> **STATED TASK**
Return each line of the listing below that contains the word "ball", copied in full. Treat uppercase and lowercase letters as different.

> **RAW RECORDS**
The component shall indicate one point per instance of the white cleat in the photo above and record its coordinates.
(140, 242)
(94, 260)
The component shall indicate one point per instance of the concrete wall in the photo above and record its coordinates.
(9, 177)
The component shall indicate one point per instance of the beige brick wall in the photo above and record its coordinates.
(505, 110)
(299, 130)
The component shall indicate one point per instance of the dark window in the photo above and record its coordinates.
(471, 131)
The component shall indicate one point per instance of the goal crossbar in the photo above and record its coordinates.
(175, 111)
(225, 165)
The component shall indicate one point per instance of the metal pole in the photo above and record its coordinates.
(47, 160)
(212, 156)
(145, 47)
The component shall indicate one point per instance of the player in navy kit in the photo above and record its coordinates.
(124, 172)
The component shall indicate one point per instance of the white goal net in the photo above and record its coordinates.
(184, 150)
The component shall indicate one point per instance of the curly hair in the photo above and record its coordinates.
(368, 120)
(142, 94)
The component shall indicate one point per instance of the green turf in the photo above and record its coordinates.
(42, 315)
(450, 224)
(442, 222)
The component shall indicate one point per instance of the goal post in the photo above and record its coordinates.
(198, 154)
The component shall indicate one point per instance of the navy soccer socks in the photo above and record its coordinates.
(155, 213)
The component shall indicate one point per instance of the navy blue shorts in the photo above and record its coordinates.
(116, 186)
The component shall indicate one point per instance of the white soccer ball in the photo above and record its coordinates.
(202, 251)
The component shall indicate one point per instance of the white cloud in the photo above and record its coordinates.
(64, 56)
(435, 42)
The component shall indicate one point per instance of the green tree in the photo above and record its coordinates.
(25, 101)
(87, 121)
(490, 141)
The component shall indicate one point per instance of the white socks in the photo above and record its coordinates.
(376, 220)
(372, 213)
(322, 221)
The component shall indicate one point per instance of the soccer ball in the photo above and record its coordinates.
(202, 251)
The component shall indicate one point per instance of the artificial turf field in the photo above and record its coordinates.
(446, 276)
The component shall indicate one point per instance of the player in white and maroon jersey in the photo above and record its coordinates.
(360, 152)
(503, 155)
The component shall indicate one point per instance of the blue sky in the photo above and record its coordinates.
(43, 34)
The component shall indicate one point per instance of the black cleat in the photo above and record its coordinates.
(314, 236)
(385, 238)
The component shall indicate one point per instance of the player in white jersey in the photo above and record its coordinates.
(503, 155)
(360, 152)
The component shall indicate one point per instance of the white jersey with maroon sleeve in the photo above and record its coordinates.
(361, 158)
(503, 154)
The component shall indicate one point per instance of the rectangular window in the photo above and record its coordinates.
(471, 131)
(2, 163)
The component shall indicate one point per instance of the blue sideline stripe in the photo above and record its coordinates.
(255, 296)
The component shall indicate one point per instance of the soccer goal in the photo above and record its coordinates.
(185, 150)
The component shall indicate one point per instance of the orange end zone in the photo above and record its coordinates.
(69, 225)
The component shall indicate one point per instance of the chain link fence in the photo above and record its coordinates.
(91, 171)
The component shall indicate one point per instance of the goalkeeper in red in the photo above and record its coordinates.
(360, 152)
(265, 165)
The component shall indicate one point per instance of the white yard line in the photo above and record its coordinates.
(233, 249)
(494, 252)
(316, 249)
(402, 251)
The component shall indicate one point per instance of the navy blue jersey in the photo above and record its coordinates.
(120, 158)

* * *

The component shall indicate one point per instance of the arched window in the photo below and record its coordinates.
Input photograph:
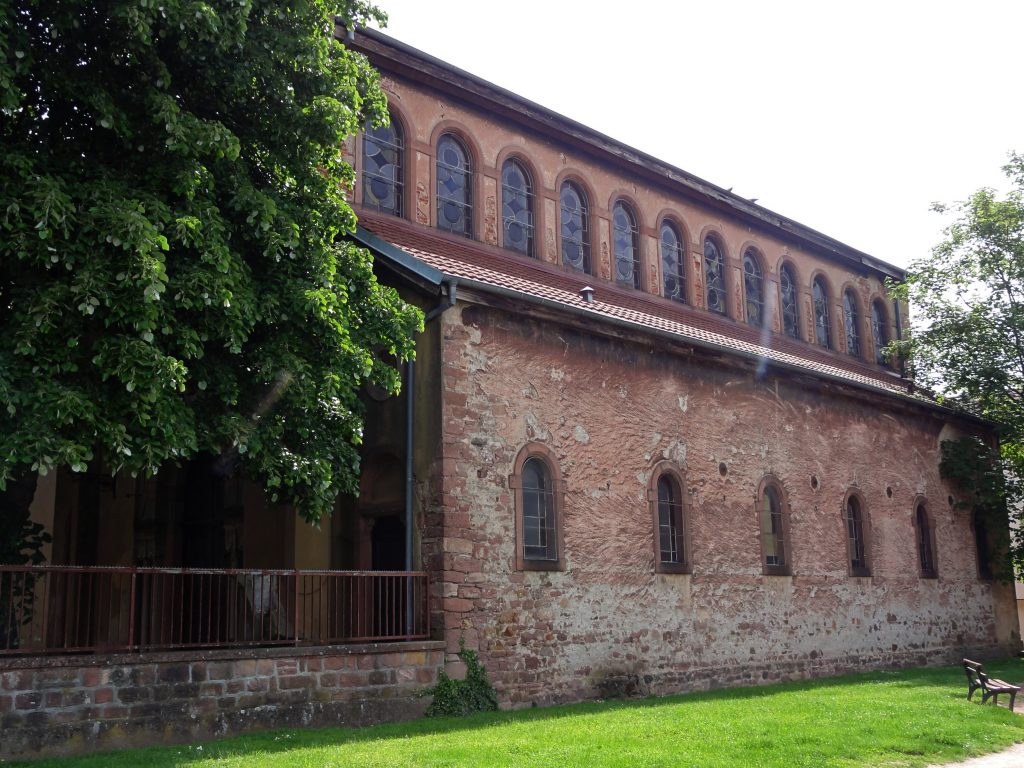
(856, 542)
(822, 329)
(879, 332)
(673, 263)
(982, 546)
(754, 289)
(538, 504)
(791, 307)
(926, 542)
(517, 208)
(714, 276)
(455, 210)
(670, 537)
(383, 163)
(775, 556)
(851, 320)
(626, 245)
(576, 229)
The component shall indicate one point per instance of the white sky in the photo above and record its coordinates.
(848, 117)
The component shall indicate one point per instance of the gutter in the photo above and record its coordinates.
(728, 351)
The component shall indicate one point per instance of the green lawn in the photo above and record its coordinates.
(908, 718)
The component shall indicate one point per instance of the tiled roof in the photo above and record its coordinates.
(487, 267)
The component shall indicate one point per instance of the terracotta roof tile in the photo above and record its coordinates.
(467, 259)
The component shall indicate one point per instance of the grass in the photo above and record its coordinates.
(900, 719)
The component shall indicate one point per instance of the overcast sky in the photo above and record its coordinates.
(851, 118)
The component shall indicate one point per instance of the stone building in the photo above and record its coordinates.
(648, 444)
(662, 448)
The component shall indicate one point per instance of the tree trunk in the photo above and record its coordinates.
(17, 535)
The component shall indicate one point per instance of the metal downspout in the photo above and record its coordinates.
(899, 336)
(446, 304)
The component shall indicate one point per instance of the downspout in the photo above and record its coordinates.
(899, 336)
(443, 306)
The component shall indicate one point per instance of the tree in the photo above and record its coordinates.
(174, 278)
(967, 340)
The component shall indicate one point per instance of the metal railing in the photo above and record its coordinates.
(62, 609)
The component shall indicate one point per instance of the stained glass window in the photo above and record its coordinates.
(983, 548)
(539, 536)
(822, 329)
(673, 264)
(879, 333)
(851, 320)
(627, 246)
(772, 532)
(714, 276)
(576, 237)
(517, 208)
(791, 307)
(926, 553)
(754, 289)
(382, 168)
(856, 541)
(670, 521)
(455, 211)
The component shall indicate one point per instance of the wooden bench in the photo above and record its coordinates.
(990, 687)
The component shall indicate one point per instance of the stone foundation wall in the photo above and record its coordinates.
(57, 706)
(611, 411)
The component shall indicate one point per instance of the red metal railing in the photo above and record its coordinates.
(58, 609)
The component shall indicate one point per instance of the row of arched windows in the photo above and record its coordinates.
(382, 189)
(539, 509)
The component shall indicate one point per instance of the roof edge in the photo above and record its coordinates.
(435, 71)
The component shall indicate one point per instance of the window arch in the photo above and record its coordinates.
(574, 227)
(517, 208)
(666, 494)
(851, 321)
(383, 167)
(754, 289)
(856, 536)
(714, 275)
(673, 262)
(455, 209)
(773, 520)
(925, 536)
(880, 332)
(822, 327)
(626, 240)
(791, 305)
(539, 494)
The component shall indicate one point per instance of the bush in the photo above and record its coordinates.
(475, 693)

> **SOLVED EXERCISE**
The component shall indicate one point per instance of the white soccer ball in the photo above and record its coordinates.
The component shall indicate one point per instance of the soccer ball in the photo above and record its coordinates.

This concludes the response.